### OBJETIVO PROPOSTO 1
Responda às perguntas sobre o texto a respeito da candidata chamada de "Dona Marta".
(a) Como o texto classifica o "relaxa e goza"?
(b) Que fórmulas correntes a expressão "Dona Marta" evoca?
(c) O que madame Smith de Vasconcelos se atreve a defender?
### OBJETIVO PROPOSTO 2
Prossiga o texto sobre a candidata chamada de "Dona Marta" a partir da última frase mostrada.

### TRECHO APRESENTADO
Diferentemente do "relaxa e goza", um deslize verbal desastroso,
aqui se tratou de uma ação deliberada. A aposta no obscurantismo; a
conversa da candidata de que ignorava o teor da peça; o endosso, ainda
assim, à opção pela baixeza; a tentativa final de responsabilizar a mídia
pelas "insinuações maldosas" -nada serve como atenuante para a delinqüência premeditada.
Não obstante tudo isso, também
é inegável a carga pesada de truculência sexista que há anos se volta
contra a candidata, sem que muita
gente se incomode, pelo contrário.
Tome-se a "Dona Marta", expressão já trivializada, de evidente apelo
regressivo. Ela evoca a "dona-de-casa" ou a "dona Maria" -fórmulas
correntes de que o machismo se vale para desqualificar a figura feminina e negar à mulher independência de ação e de espírito.
Rica e bem-nascida, e ainda por
cima loira de olhos azuis, madame
Smith de Vasconcelos se atreve a
defender os gays e a periferia. Como
pode? "Dona Marta" é o recado
mais ameno que a mentalidade patriarcal dá a essa senhora abusada e
insolente, como que para devolvê-la aos códigos de origem.

### Trechos de dados de apontamento
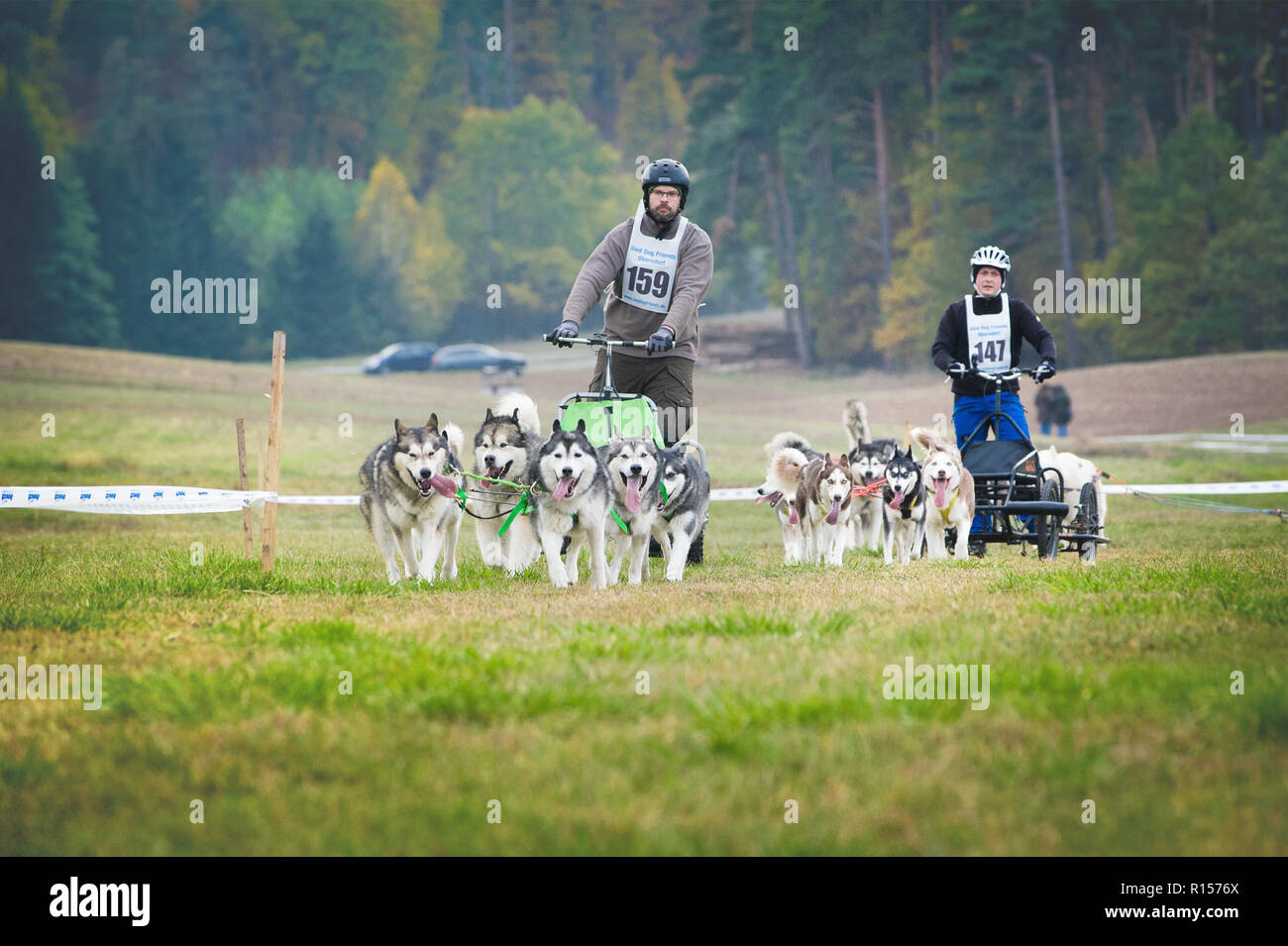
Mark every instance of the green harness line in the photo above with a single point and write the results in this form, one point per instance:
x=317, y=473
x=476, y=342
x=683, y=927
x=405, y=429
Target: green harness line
x=520, y=507
x=661, y=488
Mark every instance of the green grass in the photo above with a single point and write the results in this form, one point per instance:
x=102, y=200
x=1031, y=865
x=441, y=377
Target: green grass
x=223, y=683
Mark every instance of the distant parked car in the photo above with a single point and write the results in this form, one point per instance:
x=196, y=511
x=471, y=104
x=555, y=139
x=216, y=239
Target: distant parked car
x=477, y=358
x=403, y=356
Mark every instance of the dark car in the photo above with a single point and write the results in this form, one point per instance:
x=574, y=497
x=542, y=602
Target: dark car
x=403, y=356
x=477, y=358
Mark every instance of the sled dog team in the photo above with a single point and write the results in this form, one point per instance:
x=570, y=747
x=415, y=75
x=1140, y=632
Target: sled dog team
x=880, y=494
x=527, y=495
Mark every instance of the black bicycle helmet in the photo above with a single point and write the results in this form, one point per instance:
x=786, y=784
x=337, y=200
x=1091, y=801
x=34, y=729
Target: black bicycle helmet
x=668, y=171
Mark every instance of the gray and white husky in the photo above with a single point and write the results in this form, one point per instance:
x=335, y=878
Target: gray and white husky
x=684, y=511
x=903, y=508
x=634, y=469
x=503, y=448
x=782, y=477
x=410, y=498
x=951, y=493
x=572, y=498
x=867, y=463
x=824, y=497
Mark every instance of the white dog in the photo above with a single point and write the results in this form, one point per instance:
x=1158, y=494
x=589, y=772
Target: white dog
x=782, y=478
x=1077, y=473
x=951, y=493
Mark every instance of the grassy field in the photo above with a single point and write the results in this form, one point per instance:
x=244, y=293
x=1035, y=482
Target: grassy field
x=222, y=683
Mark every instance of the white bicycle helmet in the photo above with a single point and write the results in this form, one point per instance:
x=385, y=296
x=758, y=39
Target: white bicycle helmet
x=990, y=257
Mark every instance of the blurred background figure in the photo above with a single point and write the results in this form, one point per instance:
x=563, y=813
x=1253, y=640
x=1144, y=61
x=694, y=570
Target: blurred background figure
x=1054, y=407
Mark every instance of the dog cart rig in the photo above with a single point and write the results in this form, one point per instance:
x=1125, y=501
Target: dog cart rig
x=609, y=413
x=1021, y=501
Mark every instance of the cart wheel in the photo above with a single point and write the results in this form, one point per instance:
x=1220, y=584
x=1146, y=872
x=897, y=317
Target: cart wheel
x=1089, y=516
x=1047, y=528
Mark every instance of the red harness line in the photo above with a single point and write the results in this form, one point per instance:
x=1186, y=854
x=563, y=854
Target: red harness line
x=868, y=490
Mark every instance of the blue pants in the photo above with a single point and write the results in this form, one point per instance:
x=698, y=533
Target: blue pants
x=969, y=411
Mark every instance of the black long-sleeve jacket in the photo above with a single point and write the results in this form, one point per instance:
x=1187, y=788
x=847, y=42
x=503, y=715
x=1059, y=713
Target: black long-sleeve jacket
x=952, y=340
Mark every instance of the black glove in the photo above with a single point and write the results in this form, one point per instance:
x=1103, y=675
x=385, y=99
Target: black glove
x=567, y=330
x=661, y=340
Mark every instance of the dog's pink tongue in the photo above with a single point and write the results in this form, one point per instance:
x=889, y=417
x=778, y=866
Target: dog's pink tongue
x=562, y=488
x=632, y=494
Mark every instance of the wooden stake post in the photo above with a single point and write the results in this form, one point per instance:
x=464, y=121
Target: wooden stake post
x=274, y=451
x=241, y=473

### RESPOSTA DO EXERCÍCIO 1
(a) Como um deslize verbal desastroso.
(b) A "dona-de-casa" ou a "dona Maria".
(c) Os gays e a periferia.

### RESPOSTA DO EXERCÍCIO 2
Marta gosta de abusar dos paradoxos. Se diz vítima das invasões
bárbaras da mídia em sua vida pessoal, mas, prefeita, não hesitou em
fazer de seu casamento um circo espalhafatoso para consumo das revistas de celebridades.
Ela quer brincar de Castelo de
Caras nos dias pares e invocar escrúpulos contra os métodos da indústria do entretenimento nos dias
ímpares. Quer combater preconceitos, mas empunha as armas do inimigo. A mulher emancipada ainda é
uma dondoca da elite brasileira.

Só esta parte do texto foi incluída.